# To do
Produce exactly the lines starting at the one containing "Query: rear wheel" and ending at the last line of the material, with nothing added.

%%

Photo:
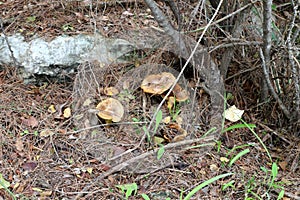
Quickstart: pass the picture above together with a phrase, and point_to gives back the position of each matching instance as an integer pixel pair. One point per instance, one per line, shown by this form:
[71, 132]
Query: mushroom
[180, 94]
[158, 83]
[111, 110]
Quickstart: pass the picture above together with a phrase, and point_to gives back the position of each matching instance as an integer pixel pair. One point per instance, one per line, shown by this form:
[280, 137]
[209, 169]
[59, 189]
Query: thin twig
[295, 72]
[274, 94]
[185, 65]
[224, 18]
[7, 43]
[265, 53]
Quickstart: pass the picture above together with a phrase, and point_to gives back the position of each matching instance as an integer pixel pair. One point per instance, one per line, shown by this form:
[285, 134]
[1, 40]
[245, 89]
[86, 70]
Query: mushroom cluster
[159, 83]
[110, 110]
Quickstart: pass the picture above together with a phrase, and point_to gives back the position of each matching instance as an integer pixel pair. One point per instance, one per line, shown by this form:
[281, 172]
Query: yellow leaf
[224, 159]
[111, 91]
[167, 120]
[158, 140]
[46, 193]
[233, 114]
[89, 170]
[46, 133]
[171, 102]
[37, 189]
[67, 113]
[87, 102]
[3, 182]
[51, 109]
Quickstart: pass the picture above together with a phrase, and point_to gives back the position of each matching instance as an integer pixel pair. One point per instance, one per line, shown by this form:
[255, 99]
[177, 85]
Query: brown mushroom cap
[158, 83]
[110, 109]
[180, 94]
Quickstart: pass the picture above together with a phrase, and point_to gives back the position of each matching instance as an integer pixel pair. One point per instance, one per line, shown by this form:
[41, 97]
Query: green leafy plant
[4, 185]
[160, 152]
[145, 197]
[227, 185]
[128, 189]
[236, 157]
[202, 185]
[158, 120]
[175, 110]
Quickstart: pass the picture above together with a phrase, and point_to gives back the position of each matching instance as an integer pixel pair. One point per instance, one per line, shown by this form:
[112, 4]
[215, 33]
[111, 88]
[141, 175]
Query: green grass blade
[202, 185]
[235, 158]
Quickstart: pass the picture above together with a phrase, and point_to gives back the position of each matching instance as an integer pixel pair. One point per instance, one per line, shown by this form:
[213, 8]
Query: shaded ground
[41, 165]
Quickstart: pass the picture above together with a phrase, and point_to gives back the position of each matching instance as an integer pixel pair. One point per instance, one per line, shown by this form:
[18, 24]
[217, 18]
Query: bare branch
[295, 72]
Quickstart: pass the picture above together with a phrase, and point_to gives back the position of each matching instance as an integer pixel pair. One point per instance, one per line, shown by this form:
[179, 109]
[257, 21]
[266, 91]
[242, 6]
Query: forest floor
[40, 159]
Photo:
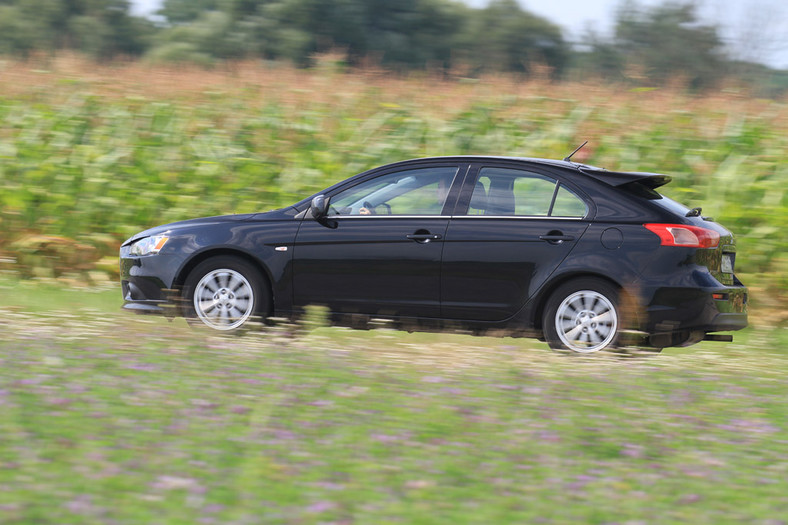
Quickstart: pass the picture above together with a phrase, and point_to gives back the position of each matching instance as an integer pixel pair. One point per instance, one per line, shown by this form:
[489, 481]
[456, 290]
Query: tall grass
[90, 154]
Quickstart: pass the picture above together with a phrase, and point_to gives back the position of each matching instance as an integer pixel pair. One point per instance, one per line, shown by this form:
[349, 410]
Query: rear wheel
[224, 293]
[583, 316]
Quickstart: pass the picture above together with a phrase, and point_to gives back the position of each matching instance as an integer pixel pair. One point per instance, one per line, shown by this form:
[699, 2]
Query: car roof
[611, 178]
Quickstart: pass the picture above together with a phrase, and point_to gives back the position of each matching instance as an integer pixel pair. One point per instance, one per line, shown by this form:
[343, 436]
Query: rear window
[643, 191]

%%

# Answer for this exercise
Query: rear wheel
[224, 293]
[583, 316]
Quickstart: pass the picture above together with a phrase, and point_to gives back the position of each matching instance as an integer pixel pair. One point per instance, one per line, shown by this form:
[699, 2]
Query: car roof
[611, 178]
Quickstart: pass the picture above together with a phrase, and point_to gives back the position of each matching instance as an integer pixel pair. One point per instance, one per line, shown by this form:
[343, 436]
Query: rear window
[643, 191]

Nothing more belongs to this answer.